(Anthony Hennen, The Center Square) If office vacancy rates are any sign, workers haven’t returned to downtown Pittsburgh post pandemic. Instead, offices grow emptier, according to a policy brief from the Allegheny Institute for Public Policy.
Pittsburgh had an office vacancy rate of 21.3% at the end of 2022. After the first quarter of 2023, that’s gone up even more to 21.8%, stubbornly above the national average of 20.2%.
The problem comes from weak markets in finance, IT, and professional services, as well as hybrid-remote work keeping employees at home instead of in the office.
Those sectors, Allegheny Institute Executive Director Frank Gamrat notes, “are trimming their office space requirements, either by moving to smaller spaces as leases expire or through subleasing. The Pittsburgh market is no exception.”
The pain might not have bottomed out just yet, either.
“The Pittsburgh office market vacancy and usage rates are not improving and are likely to get worse before there is any improvement,” Gamrat wrote. “This will have significant consequences for rental rates, valuations of properties, lease prices and property tax assessments as appeals of valuations are filed.”
Nationally, the share of full-time office workers dropped from 49% in the first quarter of 2023 to 42% in the second quarter, while hybrid work jumped from 20% to 30%. For cities that have a smaller share of residents living within business districts, the consequences could be fewer retail stores and restaurants, as well as less tax revenue and a financial hole for public transit.
Pittsburgh has struggled to regain bus and light-rail ridership, and Philadelphia could face service cuts or higher fares as federal relief tapers off.
The highest vacancy rates in the Pittsburgh area were in Oakland and the East End — a 29.5% overall vacancy rate, followed by the suburban East market at 27.5%. The lowest were in the suburban South (13.5%), suburban North (17.9%).
For class A office space, generally the most prestigious and centrally located buildings, Pittsburgh’s central business district and urban fringe areas did better, with the second-and third-lowest rates behind the suburban South market (11.3%).
While some efforts have been made to convert empty office space into apartments, the process can be difficult, as The Center Square previously reported. High renovation costs, lower profit margins for residential units, and “incompatible residential housing regulations and building codes” have been problems in Washington, D.C., which led the nation in conversions pre-pandemic.

● PROBLEMS TO WORK ON:
**a.** In the article on Pittsburgh office vacancies, what was the city's office vacancy rate after the first quarter of 2023?
**b.** Repeat a stretch of the office vacancy article word for word, beginning at the words "The pain might" and stopping after "for public transit.".

● RECORDED INFORMATION:
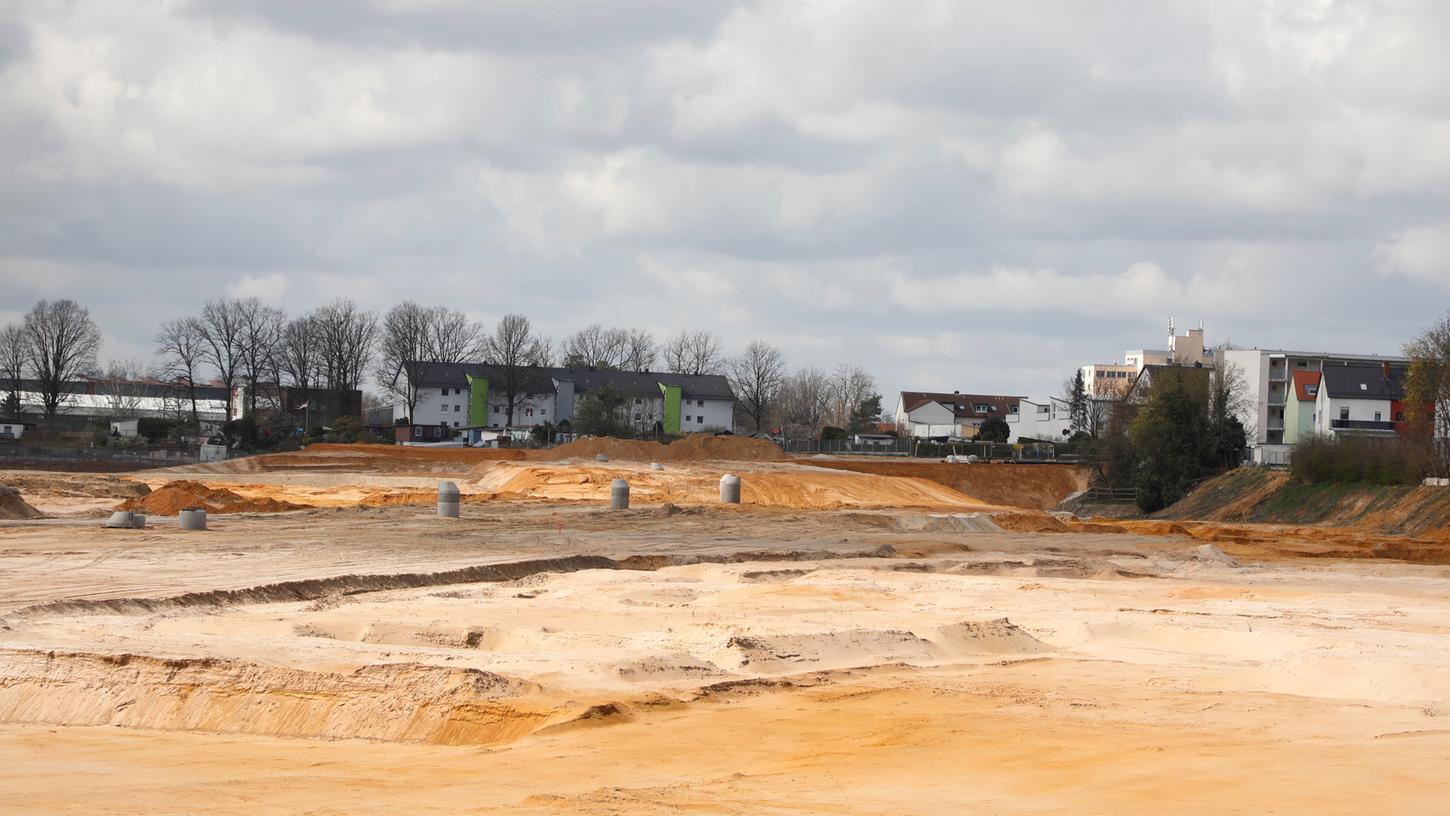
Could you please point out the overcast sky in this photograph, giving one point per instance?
(973, 196)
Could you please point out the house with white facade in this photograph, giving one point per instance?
(954, 415)
(1269, 377)
(1360, 400)
(474, 397)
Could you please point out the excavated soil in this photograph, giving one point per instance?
(15, 508)
(1040, 487)
(176, 496)
(690, 450)
(841, 642)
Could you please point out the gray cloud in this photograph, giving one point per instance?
(954, 194)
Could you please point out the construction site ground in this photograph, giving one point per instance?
(857, 637)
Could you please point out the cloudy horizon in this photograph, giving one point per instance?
(967, 196)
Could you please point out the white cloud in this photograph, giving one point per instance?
(1420, 252)
(268, 289)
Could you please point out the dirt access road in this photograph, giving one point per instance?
(553, 657)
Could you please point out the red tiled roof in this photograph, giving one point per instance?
(962, 405)
(1302, 379)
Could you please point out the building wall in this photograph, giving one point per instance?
(1328, 410)
(931, 419)
(711, 415)
(1254, 365)
(1298, 418)
(1033, 422)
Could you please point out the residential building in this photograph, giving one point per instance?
(1360, 400)
(1111, 379)
(13, 428)
(954, 415)
(109, 399)
(1050, 419)
(1268, 376)
(473, 396)
(1299, 410)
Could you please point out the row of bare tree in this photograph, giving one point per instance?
(334, 348)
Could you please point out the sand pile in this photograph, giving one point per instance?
(176, 496)
(1037, 487)
(15, 508)
(690, 450)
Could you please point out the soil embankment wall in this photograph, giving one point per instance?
(1036, 487)
(1260, 496)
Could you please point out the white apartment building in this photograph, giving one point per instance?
(1269, 376)
(1114, 379)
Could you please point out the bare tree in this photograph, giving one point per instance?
(640, 352)
(61, 341)
(347, 338)
(805, 397)
(221, 326)
(180, 347)
(512, 350)
(850, 387)
(756, 377)
(15, 355)
(296, 357)
(122, 387)
(1427, 397)
(596, 347)
(415, 338)
(693, 352)
(261, 334)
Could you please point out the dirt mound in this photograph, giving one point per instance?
(1260, 496)
(1036, 487)
(176, 496)
(1030, 522)
(689, 450)
(15, 508)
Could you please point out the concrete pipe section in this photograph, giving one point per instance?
(447, 500)
(121, 519)
(192, 519)
(730, 489)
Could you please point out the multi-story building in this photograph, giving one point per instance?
(1114, 379)
(1273, 392)
(474, 396)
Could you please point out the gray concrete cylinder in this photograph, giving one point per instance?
(447, 500)
(730, 489)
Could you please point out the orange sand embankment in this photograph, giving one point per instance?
(1038, 487)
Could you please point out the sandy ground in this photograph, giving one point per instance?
(556, 657)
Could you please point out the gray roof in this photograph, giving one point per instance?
(647, 383)
(541, 380)
(1365, 381)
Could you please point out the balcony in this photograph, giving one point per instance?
(1362, 425)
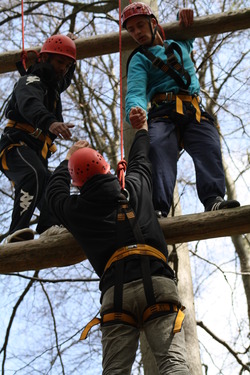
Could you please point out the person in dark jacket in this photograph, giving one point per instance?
(121, 236)
(34, 114)
(161, 72)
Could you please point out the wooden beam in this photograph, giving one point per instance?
(63, 250)
(109, 43)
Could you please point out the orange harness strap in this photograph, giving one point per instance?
(150, 312)
(37, 134)
(179, 99)
(139, 249)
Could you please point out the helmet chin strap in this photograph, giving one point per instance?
(153, 32)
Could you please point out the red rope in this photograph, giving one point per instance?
(24, 53)
(121, 167)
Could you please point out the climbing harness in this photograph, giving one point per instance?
(146, 252)
(163, 98)
(36, 133)
(143, 253)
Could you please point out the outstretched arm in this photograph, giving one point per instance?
(76, 146)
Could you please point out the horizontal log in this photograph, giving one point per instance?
(63, 250)
(109, 43)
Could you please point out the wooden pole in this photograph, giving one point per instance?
(63, 250)
(109, 43)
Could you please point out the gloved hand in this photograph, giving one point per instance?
(76, 146)
(138, 118)
(186, 17)
(61, 129)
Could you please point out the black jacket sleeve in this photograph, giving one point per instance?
(29, 93)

● SOLUTIONS PER TASK:
**a.** 21.8%

**b.**
The pain might not have bottomed out just yet, either.
“The Pittsburgh office market vacancy and usage rates are not improving and are likely to get worse before there is any improvement,” Gamrat wrote. “This will have significant consequences for rental rates, valuations of properties, lease prices and property tax assessments as appeals of valuations are filed.”
Nationally, the share of full-time office workers dropped from 49% in the first quarter of 2023 to 42% in the second quarter, while hybrid work jumped from 20% to 30%. For cities that have a smaller share of residents living within business districts, the consequences could be fewer retail stores and restaurants, as well as less tax revenue and a financial hole for public transit.